Exercise goal:
Repeat exactly, and only, the lines from the one containing "Target: fingernail" through the end of the records.

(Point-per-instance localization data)
·····
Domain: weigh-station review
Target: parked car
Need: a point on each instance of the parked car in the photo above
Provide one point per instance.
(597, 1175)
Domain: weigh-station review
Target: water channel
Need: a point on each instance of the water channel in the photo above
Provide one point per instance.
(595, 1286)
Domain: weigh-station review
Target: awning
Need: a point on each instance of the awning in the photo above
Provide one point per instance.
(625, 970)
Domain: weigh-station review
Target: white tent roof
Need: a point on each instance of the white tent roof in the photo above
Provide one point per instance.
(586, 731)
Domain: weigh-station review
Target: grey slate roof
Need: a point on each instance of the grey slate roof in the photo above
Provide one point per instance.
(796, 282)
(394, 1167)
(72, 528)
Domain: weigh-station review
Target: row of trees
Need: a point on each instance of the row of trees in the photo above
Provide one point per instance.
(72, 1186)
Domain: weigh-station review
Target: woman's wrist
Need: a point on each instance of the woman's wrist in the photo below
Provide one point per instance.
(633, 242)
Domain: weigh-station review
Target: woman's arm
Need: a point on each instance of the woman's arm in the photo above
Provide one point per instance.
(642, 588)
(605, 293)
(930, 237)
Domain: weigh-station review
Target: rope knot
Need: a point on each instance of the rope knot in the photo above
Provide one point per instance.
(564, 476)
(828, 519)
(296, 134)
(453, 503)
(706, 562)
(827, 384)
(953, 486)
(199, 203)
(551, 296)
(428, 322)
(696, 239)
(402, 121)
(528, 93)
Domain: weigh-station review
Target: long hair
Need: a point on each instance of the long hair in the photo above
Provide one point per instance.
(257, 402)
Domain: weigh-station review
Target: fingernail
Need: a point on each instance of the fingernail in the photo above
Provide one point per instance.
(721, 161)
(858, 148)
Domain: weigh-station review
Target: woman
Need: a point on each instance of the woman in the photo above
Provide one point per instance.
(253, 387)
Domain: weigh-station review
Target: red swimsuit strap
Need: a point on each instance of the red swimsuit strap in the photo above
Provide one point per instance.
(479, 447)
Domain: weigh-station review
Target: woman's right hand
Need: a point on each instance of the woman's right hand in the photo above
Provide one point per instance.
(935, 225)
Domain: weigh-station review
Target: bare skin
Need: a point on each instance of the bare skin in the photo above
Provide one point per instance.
·····
Task output:
Target: fingernail
Need: a point on each instance of the fingernail in the photo above
Provide one point per instance.
(721, 161)
(858, 148)
Domain: weigh-station review
Target: woman
Need: a point on each instance of the woman in the photo above
Provide one point per instance.
(253, 387)
Domain: weigh-station review
Target: red swimsuit strap
Need: a point on each instance of the red swimsuit strap in the photo above
Provide one point per instance.
(479, 447)
Domain: weigh-station review
Target: woman's right hand
Need: a point on each instance of the woman's right hand in the photo above
Provide one point per instance.
(935, 225)
Domain: weigh-station review
Target: bare skin
Need: a point on each instance of the bare skin in the photo above
Provide one point per instance.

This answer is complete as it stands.